Task description: Return the exact lines spanning from the line with "Would you be able to mark the cord" through the last line of the entries, boundaries included, and no others.
----------------
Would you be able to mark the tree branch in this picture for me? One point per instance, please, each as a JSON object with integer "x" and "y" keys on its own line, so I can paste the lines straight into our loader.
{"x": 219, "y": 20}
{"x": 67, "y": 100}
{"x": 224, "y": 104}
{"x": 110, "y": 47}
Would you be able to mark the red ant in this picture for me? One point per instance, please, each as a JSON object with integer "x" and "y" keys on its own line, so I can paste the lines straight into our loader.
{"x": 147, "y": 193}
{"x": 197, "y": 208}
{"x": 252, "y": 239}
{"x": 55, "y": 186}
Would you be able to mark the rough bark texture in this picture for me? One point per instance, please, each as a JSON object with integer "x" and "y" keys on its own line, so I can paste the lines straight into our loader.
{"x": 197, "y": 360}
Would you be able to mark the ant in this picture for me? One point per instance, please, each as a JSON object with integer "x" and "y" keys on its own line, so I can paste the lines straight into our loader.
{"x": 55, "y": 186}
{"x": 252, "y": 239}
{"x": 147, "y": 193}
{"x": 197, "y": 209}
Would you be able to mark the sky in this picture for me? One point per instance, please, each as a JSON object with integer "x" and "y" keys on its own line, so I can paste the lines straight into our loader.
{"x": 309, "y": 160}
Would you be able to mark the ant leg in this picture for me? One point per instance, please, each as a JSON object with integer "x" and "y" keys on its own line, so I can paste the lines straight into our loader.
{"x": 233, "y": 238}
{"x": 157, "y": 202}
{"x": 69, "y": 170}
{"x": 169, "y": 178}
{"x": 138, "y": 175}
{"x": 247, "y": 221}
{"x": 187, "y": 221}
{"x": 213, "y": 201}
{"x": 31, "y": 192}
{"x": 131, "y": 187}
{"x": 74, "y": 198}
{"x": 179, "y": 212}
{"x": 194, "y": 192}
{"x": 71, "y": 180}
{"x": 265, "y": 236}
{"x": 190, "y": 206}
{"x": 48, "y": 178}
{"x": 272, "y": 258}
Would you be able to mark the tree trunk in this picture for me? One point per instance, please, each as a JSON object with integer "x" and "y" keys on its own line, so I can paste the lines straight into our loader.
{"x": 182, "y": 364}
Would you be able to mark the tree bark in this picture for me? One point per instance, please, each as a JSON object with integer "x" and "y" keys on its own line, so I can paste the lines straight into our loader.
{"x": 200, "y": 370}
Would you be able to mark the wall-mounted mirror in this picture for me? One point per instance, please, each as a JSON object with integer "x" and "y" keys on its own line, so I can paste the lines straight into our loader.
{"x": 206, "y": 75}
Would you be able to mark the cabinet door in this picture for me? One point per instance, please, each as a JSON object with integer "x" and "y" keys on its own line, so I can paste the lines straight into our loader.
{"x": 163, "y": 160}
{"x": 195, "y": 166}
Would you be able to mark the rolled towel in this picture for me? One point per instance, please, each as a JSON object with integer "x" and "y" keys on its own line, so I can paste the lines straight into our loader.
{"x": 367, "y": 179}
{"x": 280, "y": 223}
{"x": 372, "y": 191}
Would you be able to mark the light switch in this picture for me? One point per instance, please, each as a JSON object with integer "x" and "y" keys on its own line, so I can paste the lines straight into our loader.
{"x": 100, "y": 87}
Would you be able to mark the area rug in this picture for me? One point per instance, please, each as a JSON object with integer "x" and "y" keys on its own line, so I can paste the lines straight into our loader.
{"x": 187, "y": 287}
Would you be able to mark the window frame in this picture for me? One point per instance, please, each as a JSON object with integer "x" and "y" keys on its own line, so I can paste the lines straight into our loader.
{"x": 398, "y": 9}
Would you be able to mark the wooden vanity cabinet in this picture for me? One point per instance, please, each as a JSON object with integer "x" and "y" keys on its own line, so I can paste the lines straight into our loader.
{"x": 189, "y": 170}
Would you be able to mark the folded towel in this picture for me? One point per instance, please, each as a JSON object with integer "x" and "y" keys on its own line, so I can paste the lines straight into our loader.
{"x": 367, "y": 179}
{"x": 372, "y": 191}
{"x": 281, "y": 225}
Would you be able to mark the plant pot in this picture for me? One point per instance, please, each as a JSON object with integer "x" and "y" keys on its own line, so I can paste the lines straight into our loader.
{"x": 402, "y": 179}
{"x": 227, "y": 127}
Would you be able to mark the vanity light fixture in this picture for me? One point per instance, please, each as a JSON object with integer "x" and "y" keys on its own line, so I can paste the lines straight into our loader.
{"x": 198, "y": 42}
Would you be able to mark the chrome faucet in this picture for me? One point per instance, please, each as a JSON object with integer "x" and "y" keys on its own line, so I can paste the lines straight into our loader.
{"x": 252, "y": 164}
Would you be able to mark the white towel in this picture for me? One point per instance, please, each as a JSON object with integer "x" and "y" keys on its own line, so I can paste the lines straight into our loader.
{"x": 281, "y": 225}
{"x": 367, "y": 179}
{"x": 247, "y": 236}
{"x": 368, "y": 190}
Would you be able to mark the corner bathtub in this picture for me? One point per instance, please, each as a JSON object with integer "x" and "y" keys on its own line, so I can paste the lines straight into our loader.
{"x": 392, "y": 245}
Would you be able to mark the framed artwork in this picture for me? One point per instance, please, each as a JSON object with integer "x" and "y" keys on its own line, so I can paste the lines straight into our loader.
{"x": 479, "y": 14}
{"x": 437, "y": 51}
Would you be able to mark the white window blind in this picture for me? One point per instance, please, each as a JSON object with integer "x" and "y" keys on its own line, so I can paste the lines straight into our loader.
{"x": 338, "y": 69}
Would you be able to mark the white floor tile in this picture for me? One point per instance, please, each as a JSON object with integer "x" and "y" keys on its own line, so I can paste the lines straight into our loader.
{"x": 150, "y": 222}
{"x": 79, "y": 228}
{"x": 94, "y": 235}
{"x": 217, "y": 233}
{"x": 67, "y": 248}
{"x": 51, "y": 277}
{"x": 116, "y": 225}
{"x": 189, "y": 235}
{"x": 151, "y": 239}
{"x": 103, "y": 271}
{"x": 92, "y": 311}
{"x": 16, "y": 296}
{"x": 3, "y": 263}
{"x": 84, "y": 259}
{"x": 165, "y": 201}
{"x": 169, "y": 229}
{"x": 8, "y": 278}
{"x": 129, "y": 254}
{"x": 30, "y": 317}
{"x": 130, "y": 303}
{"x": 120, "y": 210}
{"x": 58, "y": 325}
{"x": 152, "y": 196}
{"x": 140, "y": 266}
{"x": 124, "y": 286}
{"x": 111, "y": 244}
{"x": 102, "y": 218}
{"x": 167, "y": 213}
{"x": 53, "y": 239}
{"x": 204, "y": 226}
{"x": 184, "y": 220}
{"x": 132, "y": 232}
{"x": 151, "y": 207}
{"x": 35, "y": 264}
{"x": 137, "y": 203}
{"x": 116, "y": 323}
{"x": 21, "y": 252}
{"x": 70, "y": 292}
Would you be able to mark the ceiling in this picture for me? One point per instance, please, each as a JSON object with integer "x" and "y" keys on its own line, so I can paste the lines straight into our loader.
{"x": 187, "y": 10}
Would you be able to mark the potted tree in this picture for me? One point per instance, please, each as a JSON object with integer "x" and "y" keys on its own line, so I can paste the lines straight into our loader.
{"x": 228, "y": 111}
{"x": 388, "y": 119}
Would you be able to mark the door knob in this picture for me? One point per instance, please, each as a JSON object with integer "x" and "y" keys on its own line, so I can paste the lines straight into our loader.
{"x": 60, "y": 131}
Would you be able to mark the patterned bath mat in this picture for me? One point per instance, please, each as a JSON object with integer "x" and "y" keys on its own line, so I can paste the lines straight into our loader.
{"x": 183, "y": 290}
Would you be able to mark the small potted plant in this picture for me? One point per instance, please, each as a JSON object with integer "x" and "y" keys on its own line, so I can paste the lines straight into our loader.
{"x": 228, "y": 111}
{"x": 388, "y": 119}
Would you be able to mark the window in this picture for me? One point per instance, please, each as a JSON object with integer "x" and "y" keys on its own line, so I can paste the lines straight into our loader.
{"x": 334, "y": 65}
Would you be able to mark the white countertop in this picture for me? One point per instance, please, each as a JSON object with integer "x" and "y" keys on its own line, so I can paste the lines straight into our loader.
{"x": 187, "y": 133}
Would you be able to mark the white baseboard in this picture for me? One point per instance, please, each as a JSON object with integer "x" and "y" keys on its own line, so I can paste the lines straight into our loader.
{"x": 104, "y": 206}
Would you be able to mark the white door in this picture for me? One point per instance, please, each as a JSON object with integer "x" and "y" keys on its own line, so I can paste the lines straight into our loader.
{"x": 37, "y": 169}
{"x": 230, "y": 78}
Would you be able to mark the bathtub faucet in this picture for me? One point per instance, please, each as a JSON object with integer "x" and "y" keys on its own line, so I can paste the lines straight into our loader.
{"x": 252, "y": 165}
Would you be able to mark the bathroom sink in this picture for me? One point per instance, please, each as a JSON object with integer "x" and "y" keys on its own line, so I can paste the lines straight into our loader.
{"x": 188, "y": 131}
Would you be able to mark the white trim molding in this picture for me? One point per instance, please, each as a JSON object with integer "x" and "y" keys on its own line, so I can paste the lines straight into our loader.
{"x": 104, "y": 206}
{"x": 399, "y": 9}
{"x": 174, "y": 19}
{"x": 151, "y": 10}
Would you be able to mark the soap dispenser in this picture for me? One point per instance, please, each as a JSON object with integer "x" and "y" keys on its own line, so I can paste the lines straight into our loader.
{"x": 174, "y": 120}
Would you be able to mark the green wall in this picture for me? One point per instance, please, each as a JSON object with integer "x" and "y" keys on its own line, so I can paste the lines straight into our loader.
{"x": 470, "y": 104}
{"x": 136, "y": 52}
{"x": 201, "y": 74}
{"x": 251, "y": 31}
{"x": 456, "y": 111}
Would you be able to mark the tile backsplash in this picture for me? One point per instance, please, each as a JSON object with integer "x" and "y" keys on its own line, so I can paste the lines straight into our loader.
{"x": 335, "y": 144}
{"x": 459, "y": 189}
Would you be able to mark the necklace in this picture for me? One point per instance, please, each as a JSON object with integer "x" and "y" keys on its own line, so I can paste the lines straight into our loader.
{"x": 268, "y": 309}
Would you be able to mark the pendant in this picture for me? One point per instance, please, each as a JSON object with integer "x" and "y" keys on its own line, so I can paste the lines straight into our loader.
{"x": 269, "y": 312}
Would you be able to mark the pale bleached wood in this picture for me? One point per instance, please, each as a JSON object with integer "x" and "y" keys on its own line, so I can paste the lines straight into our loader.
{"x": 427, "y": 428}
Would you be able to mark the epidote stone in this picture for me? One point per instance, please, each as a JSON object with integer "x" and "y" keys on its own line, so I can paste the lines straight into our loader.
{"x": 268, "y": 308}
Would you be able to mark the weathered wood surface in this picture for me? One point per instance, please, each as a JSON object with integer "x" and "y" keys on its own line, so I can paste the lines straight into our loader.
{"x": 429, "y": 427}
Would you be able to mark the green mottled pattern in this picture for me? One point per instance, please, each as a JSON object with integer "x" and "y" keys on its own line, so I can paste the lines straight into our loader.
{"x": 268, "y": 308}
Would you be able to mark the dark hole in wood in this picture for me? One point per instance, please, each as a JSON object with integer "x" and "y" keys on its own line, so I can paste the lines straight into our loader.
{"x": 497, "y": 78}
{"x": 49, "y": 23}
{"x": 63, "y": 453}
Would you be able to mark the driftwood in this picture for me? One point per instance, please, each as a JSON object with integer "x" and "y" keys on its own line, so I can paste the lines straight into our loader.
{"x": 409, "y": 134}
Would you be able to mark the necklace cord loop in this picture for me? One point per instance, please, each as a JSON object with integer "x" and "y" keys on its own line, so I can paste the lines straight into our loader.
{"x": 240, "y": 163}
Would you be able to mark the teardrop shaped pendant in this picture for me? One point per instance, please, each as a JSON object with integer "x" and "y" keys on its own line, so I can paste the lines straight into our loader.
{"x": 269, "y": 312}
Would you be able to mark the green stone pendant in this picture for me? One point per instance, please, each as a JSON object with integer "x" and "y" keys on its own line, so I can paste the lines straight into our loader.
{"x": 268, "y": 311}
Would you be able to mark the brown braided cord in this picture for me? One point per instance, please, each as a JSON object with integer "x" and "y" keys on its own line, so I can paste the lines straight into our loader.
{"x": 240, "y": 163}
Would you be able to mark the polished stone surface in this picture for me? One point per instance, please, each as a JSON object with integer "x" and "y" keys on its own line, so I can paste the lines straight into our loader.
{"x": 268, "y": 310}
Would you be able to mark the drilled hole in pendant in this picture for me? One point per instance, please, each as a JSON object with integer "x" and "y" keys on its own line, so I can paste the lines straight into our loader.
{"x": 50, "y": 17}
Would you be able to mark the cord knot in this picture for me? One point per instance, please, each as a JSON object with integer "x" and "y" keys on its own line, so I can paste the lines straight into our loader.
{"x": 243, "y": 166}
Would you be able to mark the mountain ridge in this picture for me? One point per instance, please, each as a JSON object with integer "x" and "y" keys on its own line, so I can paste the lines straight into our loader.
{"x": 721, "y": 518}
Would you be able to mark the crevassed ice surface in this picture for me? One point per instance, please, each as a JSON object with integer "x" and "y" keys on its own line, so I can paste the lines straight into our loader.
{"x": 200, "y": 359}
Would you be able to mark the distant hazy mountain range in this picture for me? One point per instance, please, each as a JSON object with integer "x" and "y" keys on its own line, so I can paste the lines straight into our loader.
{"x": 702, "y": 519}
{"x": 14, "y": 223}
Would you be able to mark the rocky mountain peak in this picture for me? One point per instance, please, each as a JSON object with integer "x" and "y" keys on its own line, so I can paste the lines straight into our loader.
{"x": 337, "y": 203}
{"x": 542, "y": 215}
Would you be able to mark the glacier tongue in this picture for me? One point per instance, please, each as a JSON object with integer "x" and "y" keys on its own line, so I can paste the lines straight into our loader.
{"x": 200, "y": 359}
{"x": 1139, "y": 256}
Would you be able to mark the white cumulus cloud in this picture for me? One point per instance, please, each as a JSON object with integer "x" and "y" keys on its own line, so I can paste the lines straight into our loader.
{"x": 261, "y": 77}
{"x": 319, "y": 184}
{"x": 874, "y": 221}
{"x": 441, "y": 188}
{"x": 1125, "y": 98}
----------------
Full output:
Would you be able to mark the cord knot in this picture for me? One point per instance, please, each as a JSON object with integer "x" and "y" keys on its own line, so I can paste the lines straight into our loader.
{"x": 243, "y": 166}
Would you be able to mark the mountain ridge in this picture for me? One point per instance, please, each as a JSON object with integer "x" and "y" keys on its own line, so I can paste the lines straight into our loader.
{"x": 721, "y": 518}
Would you be able to mark the crevassed ice surface in this picture for me? One point per instance, please, each as a JSON object with integer "x" and "y" keys on its own line, so I can paste the lines straight into our loader.
{"x": 200, "y": 359}
Would you be able to mark the distant hazy mountain range in this picture for me? One point per instance, please, each as a JSON object with integer "x" and "y" keys on its own line, so I can paste the lines straight into our loader.
{"x": 702, "y": 519}
{"x": 14, "y": 223}
Would you be able to mark the rocky mountain peak in this picture for me? One point per instance, please, each as a JSON object with integer "x" and "y" keys on its own line, so I can paste the lines straight into our loader.
{"x": 337, "y": 203}
{"x": 542, "y": 215}
Would you be able to mark the glacier tongue in this picture for me? One point per instance, please, each as a JSON object with integer "x" and "y" keys on its own line, so I can paste the lines straight into our loader.
{"x": 200, "y": 359}
{"x": 1139, "y": 256}
Would you be able to mark the white cumulus cloud in this picture for me? One point per instance, please, each as a JSON object with integer "x" and "y" keys on its own line, so I can paste the lines straight into our loader.
{"x": 261, "y": 77}
{"x": 319, "y": 184}
{"x": 874, "y": 221}
{"x": 441, "y": 188}
{"x": 1125, "y": 98}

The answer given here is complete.